GIVEN TEXT:

----

I anticipate running into an ex sometime soon (we belong to the same club where events will be held soon). I've considered not going and staying away all together. The truth, however, is I love being involved with this club and the activities surrounding it, it would be silly for me to stay away. I guess he does too.

 

Anyhow, though the split was sort of mutual, it was mainly him (ie: he was waffling so I let him go). So, hence, I have, in addition to feeling sad about the ending of the relationship, a BRUISED ego.

 

Partly I want to just be nonchalant and casual. Also, however, I have worked on my hurt feelings by identifying things about him that annoy / anger me and so currently am feeling angry towards him as well and feel like I'd like to let go on that! I don't think I will, that wouldn't be appropriate. But being as sweet as apple pie would just reinforce my doormat-tendencies.

 

I know I am still in (a bit) of a vulnerable state and still romantically interested him, but am working on getting past that and don't want to be wearing it all over me, or appearing needy.

 

Suggestions? Thoughts? Comments?

 

Words of encouragement?

----

BRIEF A: Collect every line of the rows that contains the string "cloud".

Collected data entries:
----

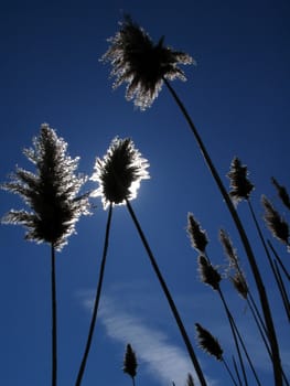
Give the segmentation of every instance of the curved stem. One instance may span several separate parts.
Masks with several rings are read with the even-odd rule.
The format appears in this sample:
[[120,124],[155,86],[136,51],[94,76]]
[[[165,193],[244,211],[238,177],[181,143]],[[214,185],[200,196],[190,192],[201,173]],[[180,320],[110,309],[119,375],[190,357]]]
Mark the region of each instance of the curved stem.
[[52,386],[57,384],[57,332],[56,332],[56,280],[55,248],[51,246],[51,281],[52,281]]
[[167,85],[168,89],[170,90],[171,95],[173,96],[174,100],[176,101],[178,106],[180,107],[182,114],[184,115],[194,137],[195,140],[201,149],[201,152],[204,157],[204,160],[221,191],[221,194],[223,196],[223,199],[225,200],[225,203],[228,207],[228,211],[233,217],[233,221],[236,225],[236,228],[239,233],[240,239],[243,242],[245,251],[247,254],[248,257],[248,261],[254,275],[254,279],[256,281],[256,286],[257,286],[257,290],[259,293],[259,298],[260,298],[260,303],[261,303],[261,308],[262,308],[262,312],[264,312],[264,318],[265,318],[265,323],[267,325],[267,330],[268,330],[268,334],[269,334],[269,342],[270,342],[270,346],[271,346],[271,352],[272,352],[272,367],[273,367],[273,376],[275,376],[275,385],[276,386],[282,386],[282,371],[281,371],[281,360],[280,360],[280,352],[279,352],[279,345],[278,345],[278,341],[277,341],[277,335],[276,335],[276,330],[275,330],[275,325],[273,325],[273,320],[272,320],[272,315],[271,315],[271,310],[270,310],[270,305],[269,305],[269,301],[268,301],[268,297],[266,293],[266,289],[264,286],[264,281],[258,268],[258,265],[256,262],[256,258],[254,256],[254,253],[251,250],[251,246],[249,244],[247,234],[244,229],[244,226],[239,219],[239,216],[235,210],[235,206],[230,200],[230,197],[227,194],[227,191],[217,173],[217,170],[215,168],[215,165],[213,164],[213,161],[202,141],[202,138],[196,129],[196,127],[194,126],[189,112],[186,111],[184,105],[182,104],[181,99],[179,98],[178,94],[175,93],[175,90],[173,89],[173,87],[171,86],[171,84],[169,83],[168,79],[163,78],[164,84]]
[[232,334],[233,334],[233,337],[234,337],[236,351],[237,351],[237,354],[238,354],[238,360],[239,360],[239,365],[240,365],[241,373],[243,373],[243,376],[244,376],[244,382],[245,382],[245,385],[247,386],[248,385],[248,380],[247,380],[246,369],[245,369],[245,365],[244,365],[244,362],[243,362],[241,353],[240,353],[240,350],[239,350],[239,344],[238,344],[237,334],[236,334],[236,330],[235,330],[235,326],[234,326],[234,321],[233,321],[233,318],[232,318],[232,313],[230,313],[230,311],[229,311],[229,309],[227,307],[227,303],[225,301],[225,298],[223,296],[223,292],[222,292],[221,288],[217,289],[217,292],[218,292],[218,294],[219,294],[219,297],[222,299],[222,302],[223,302],[225,311],[226,311],[226,315],[227,315],[227,319],[228,319],[228,322],[229,322],[229,326],[230,326],[230,330],[232,330]]
[[233,384],[234,384],[235,386],[238,386],[238,384],[237,384],[236,380],[235,380],[234,374],[230,372],[230,368],[229,368],[229,366],[228,366],[228,364],[226,363],[226,360],[225,360],[224,357],[222,357],[222,362],[223,362],[223,364],[224,364],[224,366],[225,366],[225,368],[226,368],[226,371],[227,371],[227,373],[228,373],[228,375],[229,375],[229,377],[230,377]]
[[87,363],[88,353],[89,353],[90,345],[92,345],[95,324],[96,324],[96,320],[97,320],[101,286],[103,286],[104,275],[105,275],[106,258],[107,258],[107,251],[108,251],[108,246],[109,246],[111,214],[112,214],[112,204],[110,203],[107,226],[106,226],[106,236],[105,236],[104,249],[103,249],[103,258],[101,258],[98,285],[97,285],[96,297],[95,297],[95,303],[94,303],[93,314],[92,314],[92,319],[90,319],[87,343],[86,343],[85,352],[84,352],[83,360],[82,360],[82,363],[79,366],[79,371],[77,374],[77,379],[76,379],[75,386],[79,386],[82,384],[82,379],[83,379],[86,363]]
[[173,317],[174,317],[174,319],[175,319],[175,321],[176,321],[176,324],[178,324],[178,326],[179,326],[179,329],[180,329],[181,335],[182,335],[182,337],[183,337],[183,341],[184,341],[184,343],[185,343],[185,346],[186,346],[186,349],[187,349],[189,355],[190,355],[190,357],[191,357],[191,360],[192,360],[192,364],[193,364],[193,366],[194,366],[194,368],[195,368],[195,372],[196,372],[197,377],[198,377],[198,379],[200,379],[200,382],[201,382],[201,385],[202,385],[202,386],[206,386],[207,384],[206,384],[206,380],[205,380],[205,378],[204,378],[203,371],[202,371],[202,368],[201,368],[201,366],[200,366],[200,363],[198,363],[198,361],[197,361],[197,357],[196,357],[196,355],[195,355],[195,352],[194,352],[194,350],[193,350],[193,346],[192,346],[192,344],[191,344],[191,341],[190,341],[190,339],[189,339],[189,335],[187,335],[187,333],[186,333],[186,331],[185,331],[185,328],[184,328],[184,325],[183,325],[183,322],[182,322],[182,320],[181,320],[181,317],[180,317],[180,314],[179,314],[179,311],[178,311],[178,309],[176,309],[176,305],[175,305],[175,303],[174,303],[174,301],[173,301],[173,299],[172,299],[172,297],[171,297],[171,293],[170,293],[170,291],[169,291],[169,289],[168,289],[168,286],[167,286],[165,281],[164,281],[164,279],[163,279],[163,277],[162,277],[162,274],[161,274],[161,271],[160,271],[160,269],[159,269],[159,267],[158,267],[158,264],[157,264],[155,258],[154,258],[154,256],[153,256],[153,254],[152,254],[152,251],[151,251],[151,248],[150,248],[150,246],[149,246],[149,244],[148,244],[148,242],[147,242],[147,238],[146,238],[146,236],[144,236],[144,234],[143,234],[143,230],[142,230],[142,228],[141,228],[141,226],[140,226],[140,224],[139,224],[139,222],[138,222],[138,219],[137,219],[137,217],[136,217],[136,215],[135,215],[135,212],[133,212],[133,210],[132,210],[132,206],[131,206],[131,204],[130,204],[130,202],[129,202],[128,200],[126,200],[126,204],[127,204],[127,208],[128,208],[128,211],[129,211],[129,213],[130,213],[130,215],[131,215],[131,218],[132,218],[132,221],[133,221],[133,223],[135,223],[135,225],[136,225],[136,227],[137,227],[137,230],[138,230],[138,233],[139,233],[139,236],[140,236],[141,240],[142,240],[142,243],[143,243],[143,246],[144,246],[144,248],[146,248],[146,250],[147,250],[147,254],[148,254],[148,256],[149,256],[150,262],[151,262],[151,265],[152,265],[152,267],[153,267],[153,269],[154,269],[154,272],[155,272],[155,275],[157,275],[157,277],[158,277],[158,279],[159,279],[159,282],[160,282],[160,285],[161,285],[161,287],[162,287],[162,290],[163,290],[163,292],[164,292],[164,294],[165,294],[165,297],[167,297],[167,300],[168,300],[168,302],[169,302],[169,305],[170,305],[170,308],[171,308],[171,311],[172,311],[172,313],[173,313]]

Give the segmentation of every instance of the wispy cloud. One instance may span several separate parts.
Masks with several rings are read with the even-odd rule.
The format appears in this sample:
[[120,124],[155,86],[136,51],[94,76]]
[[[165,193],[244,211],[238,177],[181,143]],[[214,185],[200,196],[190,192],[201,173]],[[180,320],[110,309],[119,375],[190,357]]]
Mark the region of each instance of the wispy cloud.
[[[90,309],[92,298],[83,297],[83,303]],[[186,352],[170,342],[165,333],[123,311],[116,299],[103,298],[99,317],[108,336],[123,346],[130,343],[139,364],[160,384],[168,386],[174,380],[176,385],[184,385],[189,373],[194,376]],[[208,385],[216,383],[208,382]]]

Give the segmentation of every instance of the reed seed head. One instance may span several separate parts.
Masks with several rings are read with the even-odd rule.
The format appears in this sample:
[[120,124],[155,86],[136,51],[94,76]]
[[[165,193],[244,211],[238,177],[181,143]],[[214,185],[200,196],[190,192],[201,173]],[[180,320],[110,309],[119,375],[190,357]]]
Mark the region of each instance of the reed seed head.
[[228,258],[229,267],[236,267],[238,265],[238,256],[230,237],[224,229],[219,229],[219,240],[223,245],[225,255]]
[[217,361],[223,360],[223,349],[221,347],[216,337],[210,331],[205,330],[201,324],[195,323],[197,332],[197,341],[200,347],[207,354],[214,356]]
[[217,269],[211,265],[208,259],[203,255],[198,256],[198,271],[202,282],[211,286],[214,290],[219,289],[222,276],[218,274]]
[[115,138],[107,154],[96,160],[90,180],[98,182],[99,187],[92,196],[101,196],[104,208],[109,203],[122,205],[126,200],[136,199],[141,180],[150,178],[148,168],[148,161],[141,158],[130,138]]
[[286,187],[280,185],[273,176],[271,178],[271,181],[275,187],[277,189],[278,195],[281,199],[282,203],[288,210],[290,210],[290,197]]
[[265,208],[264,219],[271,234],[286,245],[289,245],[289,226],[288,223],[275,210],[271,202],[261,196],[261,203]]
[[126,15],[120,30],[108,40],[110,46],[101,57],[112,66],[114,88],[127,83],[126,98],[133,99],[141,110],[158,97],[163,78],[186,79],[179,64],[194,63],[190,55],[164,46],[163,40],[154,44],[149,34]]
[[204,254],[206,245],[208,244],[206,232],[201,228],[201,225],[194,218],[192,213],[187,214],[187,235],[192,247]]
[[79,158],[72,159],[66,149],[67,143],[43,124],[33,148],[23,151],[36,172],[17,168],[11,181],[1,185],[19,194],[31,208],[31,212],[11,210],[2,223],[23,225],[28,240],[50,243],[58,250],[75,233],[80,215],[89,213],[88,195],[77,195],[87,178],[75,174]]
[[245,278],[245,275],[238,270],[235,272],[234,276],[230,276],[230,281],[234,285],[234,288],[237,290],[238,294],[244,298],[247,299],[248,293],[249,293],[249,288]]
[[250,192],[254,189],[253,183],[248,180],[248,169],[246,165],[241,165],[240,160],[235,157],[230,163],[230,170],[227,173],[230,180],[229,191],[230,197],[236,202],[248,200]]
[[194,386],[193,376],[191,373],[187,374],[186,386]]

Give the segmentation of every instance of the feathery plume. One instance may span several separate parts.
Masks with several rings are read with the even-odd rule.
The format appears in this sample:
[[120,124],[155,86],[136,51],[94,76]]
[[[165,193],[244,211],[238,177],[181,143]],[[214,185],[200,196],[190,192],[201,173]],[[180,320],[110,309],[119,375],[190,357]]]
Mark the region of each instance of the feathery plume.
[[187,235],[191,239],[192,247],[201,254],[204,254],[206,245],[208,244],[206,232],[201,228],[201,225],[192,213],[187,214]]
[[248,180],[248,169],[246,165],[241,165],[240,160],[235,157],[230,163],[230,170],[227,173],[227,176],[230,180],[229,191],[230,197],[236,202],[243,200],[248,200],[250,192],[254,189],[253,183]]
[[211,286],[214,290],[218,290],[222,277],[203,255],[198,256],[198,271],[202,282]]
[[194,386],[193,376],[191,373],[187,374],[186,386]]
[[230,276],[230,281],[241,298],[247,299],[249,289],[245,275],[240,270],[237,270],[234,276]]
[[237,251],[233,246],[230,237],[224,229],[219,229],[219,240],[224,247],[225,255],[229,260],[229,267],[237,267],[238,265],[238,256]]
[[101,196],[104,208],[109,203],[122,205],[126,200],[133,200],[141,180],[149,179],[149,163],[141,158],[130,138],[115,138],[107,154],[95,164],[95,173],[90,180],[99,183],[92,196]]
[[79,216],[89,213],[88,195],[77,196],[87,179],[75,175],[79,158],[66,154],[67,143],[47,124],[41,126],[33,146],[23,153],[36,173],[17,168],[11,181],[0,186],[19,194],[32,212],[11,210],[2,223],[23,225],[28,240],[50,243],[60,250],[75,233]]
[[120,31],[108,39],[110,46],[101,61],[110,62],[114,88],[127,83],[126,98],[133,99],[141,110],[150,107],[162,88],[163,79],[186,81],[179,64],[192,64],[193,58],[180,51],[157,44],[129,15],[120,22]]
[[272,235],[280,242],[289,245],[289,226],[288,223],[280,216],[280,214],[275,210],[271,202],[265,196],[261,196],[261,203],[265,208],[264,219],[268,229]]
[[282,203],[286,207],[288,207],[288,210],[290,210],[290,197],[286,187],[280,185],[273,176],[271,178],[271,181],[275,187],[277,189],[278,195],[281,199]]

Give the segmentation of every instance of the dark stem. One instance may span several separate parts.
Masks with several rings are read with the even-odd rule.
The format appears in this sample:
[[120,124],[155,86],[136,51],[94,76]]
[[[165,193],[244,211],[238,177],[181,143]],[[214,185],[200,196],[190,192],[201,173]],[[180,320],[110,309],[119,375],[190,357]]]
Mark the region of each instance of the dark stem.
[[256,229],[257,229],[257,232],[258,232],[258,235],[259,235],[259,237],[260,237],[261,244],[262,244],[262,246],[264,246],[266,256],[267,256],[267,258],[268,258],[268,262],[269,262],[269,265],[270,265],[270,267],[271,267],[272,275],[273,275],[273,277],[275,277],[277,287],[278,287],[278,289],[279,289],[279,292],[280,292],[280,296],[281,296],[281,299],[282,299],[282,302],[283,302],[283,307],[284,307],[284,311],[286,311],[288,321],[290,321],[289,299],[288,299],[287,292],[286,292],[286,290],[284,290],[282,277],[280,276],[280,271],[279,271],[279,269],[278,269],[278,266],[275,265],[276,261],[273,261],[272,258],[271,258],[271,256],[270,256],[269,249],[268,249],[267,244],[266,244],[266,240],[265,240],[265,238],[264,238],[264,236],[262,236],[262,233],[261,233],[259,223],[258,223],[258,221],[257,221],[257,216],[256,216],[256,214],[255,214],[255,211],[254,211],[254,207],[253,207],[253,205],[251,205],[251,202],[250,202],[250,200],[247,200],[247,202],[248,202],[248,206],[249,206],[249,210],[250,210],[250,214],[251,214],[253,221],[254,221],[254,223],[255,223]]
[[192,364],[193,364],[193,366],[194,366],[194,368],[195,368],[196,375],[197,375],[197,377],[198,377],[198,379],[200,379],[200,382],[201,382],[201,385],[202,385],[202,386],[206,386],[207,384],[206,384],[206,380],[205,380],[205,378],[204,378],[203,371],[202,371],[202,368],[201,368],[201,366],[200,366],[200,363],[198,363],[198,361],[197,361],[197,357],[196,357],[196,355],[195,355],[195,352],[194,352],[194,350],[193,350],[193,346],[192,346],[192,344],[191,344],[191,341],[190,341],[190,339],[189,339],[189,335],[187,335],[187,333],[186,333],[186,331],[185,331],[185,328],[184,328],[184,325],[183,325],[183,322],[182,322],[182,320],[181,320],[181,317],[180,317],[180,314],[179,314],[179,311],[178,311],[178,309],[176,309],[176,305],[175,305],[175,303],[174,303],[174,301],[173,301],[173,299],[172,299],[172,297],[171,297],[171,293],[170,293],[170,291],[169,291],[169,289],[168,289],[168,286],[167,286],[165,281],[164,281],[164,279],[163,279],[163,277],[162,277],[162,275],[161,275],[161,271],[160,271],[160,269],[159,269],[159,267],[158,267],[158,264],[157,264],[157,261],[155,261],[155,258],[154,258],[154,256],[153,256],[153,254],[152,254],[152,251],[151,251],[151,248],[150,248],[150,246],[149,246],[149,244],[148,244],[148,242],[147,242],[147,238],[146,238],[146,236],[144,236],[144,233],[143,233],[143,230],[142,230],[142,228],[141,228],[141,226],[140,226],[140,224],[139,224],[139,222],[138,222],[138,219],[137,219],[137,217],[136,217],[136,215],[135,215],[135,212],[133,212],[133,210],[132,210],[132,206],[131,206],[130,202],[129,202],[128,200],[126,200],[126,203],[127,203],[127,208],[128,208],[128,211],[129,211],[129,213],[130,213],[130,215],[131,215],[131,218],[132,218],[132,221],[133,221],[133,223],[135,223],[135,225],[136,225],[136,228],[137,228],[137,230],[138,230],[138,233],[139,233],[139,236],[140,236],[141,240],[142,240],[142,243],[143,243],[143,246],[144,246],[144,248],[146,248],[146,250],[147,250],[147,254],[148,254],[148,257],[149,257],[149,259],[150,259],[150,262],[151,262],[151,265],[152,265],[152,267],[153,267],[153,269],[154,269],[154,272],[155,272],[155,275],[157,275],[157,277],[158,277],[158,280],[159,280],[159,282],[160,282],[160,285],[161,285],[161,287],[162,287],[162,290],[163,290],[163,292],[164,292],[164,294],[165,294],[165,298],[167,298],[167,300],[168,300],[168,302],[169,302],[169,305],[170,305],[171,311],[172,311],[172,313],[173,313],[173,317],[174,317],[174,319],[175,319],[175,321],[176,321],[176,324],[178,324],[178,326],[179,326],[179,329],[180,329],[180,333],[181,333],[181,335],[182,335],[182,337],[183,337],[183,341],[184,341],[184,343],[185,343],[185,346],[186,346],[186,349],[187,349],[187,352],[189,352],[189,355],[190,355],[190,357],[191,357]]
[[52,269],[52,386],[57,384],[57,332],[56,332],[56,280],[55,280],[55,248],[51,246]]
[[227,315],[227,319],[228,319],[228,322],[229,322],[229,326],[230,326],[230,330],[232,330],[232,334],[233,334],[233,337],[234,337],[234,342],[235,342],[235,346],[236,346],[236,351],[237,351],[238,361],[239,361],[239,365],[240,365],[240,368],[241,368],[244,382],[245,382],[245,385],[247,386],[248,385],[247,375],[246,375],[246,371],[245,371],[245,365],[244,365],[244,362],[243,362],[241,353],[240,353],[240,350],[239,350],[239,344],[238,344],[238,340],[237,340],[236,330],[234,328],[233,318],[232,318],[232,314],[230,314],[230,312],[228,310],[227,303],[225,301],[225,298],[223,296],[223,292],[222,292],[221,288],[217,289],[217,292],[218,292],[218,294],[219,294],[219,297],[222,299],[222,302],[223,302],[225,311],[226,311],[226,315]]
[[268,239],[267,240],[269,247],[271,248],[271,251],[273,253],[275,257],[277,258],[277,261],[279,262],[280,267],[282,268],[282,271],[284,272],[288,281],[290,281],[290,275],[288,270],[286,269],[286,266],[283,265],[283,261],[280,259],[280,256],[277,254],[276,249],[273,248],[271,242]]
[[101,286],[103,286],[104,275],[105,275],[106,258],[107,258],[107,251],[108,251],[108,246],[109,246],[111,214],[112,214],[112,204],[110,203],[107,226],[106,226],[106,236],[105,236],[104,249],[103,249],[103,258],[101,258],[98,285],[97,285],[96,297],[95,297],[95,303],[94,303],[93,314],[92,314],[92,319],[90,319],[87,343],[86,343],[85,352],[84,352],[83,360],[82,360],[82,363],[79,366],[79,371],[78,371],[75,386],[79,386],[82,384],[83,375],[84,375],[86,363],[87,363],[88,353],[89,353],[90,345],[92,345],[95,324],[96,324],[96,320],[97,320]]
[[238,384],[237,384],[236,380],[235,380],[234,374],[230,372],[230,368],[229,368],[229,366],[228,366],[228,364],[226,363],[226,360],[225,360],[224,357],[222,358],[222,362],[223,362],[223,364],[224,364],[224,366],[225,366],[225,368],[226,368],[226,371],[227,371],[227,373],[228,373],[230,379],[233,380],[233,384],[234,384],[235,386],[238,386]]
[[265,323],[267,325],[267,330],[268,330],[268,334],[269,334],[269,341],[270,341],[270,346],[271,346],[271,352],[272,352],[272,367],[273,367],[273,376],[275,376],[275,385],[276,386],[282,386],[282,372],[281,372],[281,361],[280,361],[280,352],[279,352],[279,345],[278,345],[278,341],[277,341],[277,336],[276,336],[276,330],[275,330],[275,324],[273,324],[273,320],[272,320],[272,315],[271,315],[271,310],[270,310],[270,305],[269,305],[269,301],[268,301],[268,297],[267,297],[267,292],[264,286],[264,281],[256,261],[256,258],[254,256],[254,253],[251,250],[251,246],[249,244],[247,234],[244,229],[244,226],[239,219],[239,216],[235,210],[235,206],[229,197],[229,195],[227,194],[227,191],[217,173],[216,168],[214,167],[212,159],[210,157],[210,154],[207,153],[207,150],[200,137],[200,133],[196,129],[196,127],[194,126],[187,110],[185,109],[184,105],[182,104],[181,99],[179,98],[178,94],[175,93],[175,90],[173,89],[173,87],[171,86],[171,84],[169,83],[168,79],[163,78],[164,84],[167,85],[168,89],[170,90],[171,95],[173,96],[174,100],[176,101],[178,106],[180,107],[182,114],[184,115],[194,137],[195,140],[201,149],[201,152],[204,157],[204,160],[221,191],[221,194],[223,196],[223,199],[225,200],[225,203],[228,207],[228,211],[233,217],[233,221],[236,225],[236,228],[239,233],[240,239],[243,242],[245,251],[248,256],[248,261],[256,281],[256,286],[257,286],[257,290],[259,293],[259,298],[260,298],[260,303],[261,303],[261,308],[262,308],[262,312],[264,312],[264,318],[265,318]]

----

BRIEF B: For the post about running into an ex, decide whether each statement agrees with it, answering yes or no and quoting the deciding words: (i) The writer describes the split as entirely mutual. (ii) The writer and the ex belong to the same club. (iii) The writer concludes that staying away from the club would make sense.

FULL OUTPUT A:
Give the segmentation of every instance of the wispy cloud. One instance may span several separate parts.
Mark the region of each instance of the wispy cloud.

FULL OUTPUT B:
(i) No: "though the split was sort of mutual, it was mainly him"
(ii) Yes: "we belong to the same club where events will be held soon"
(iii) No: "it would be silly for me to stay away"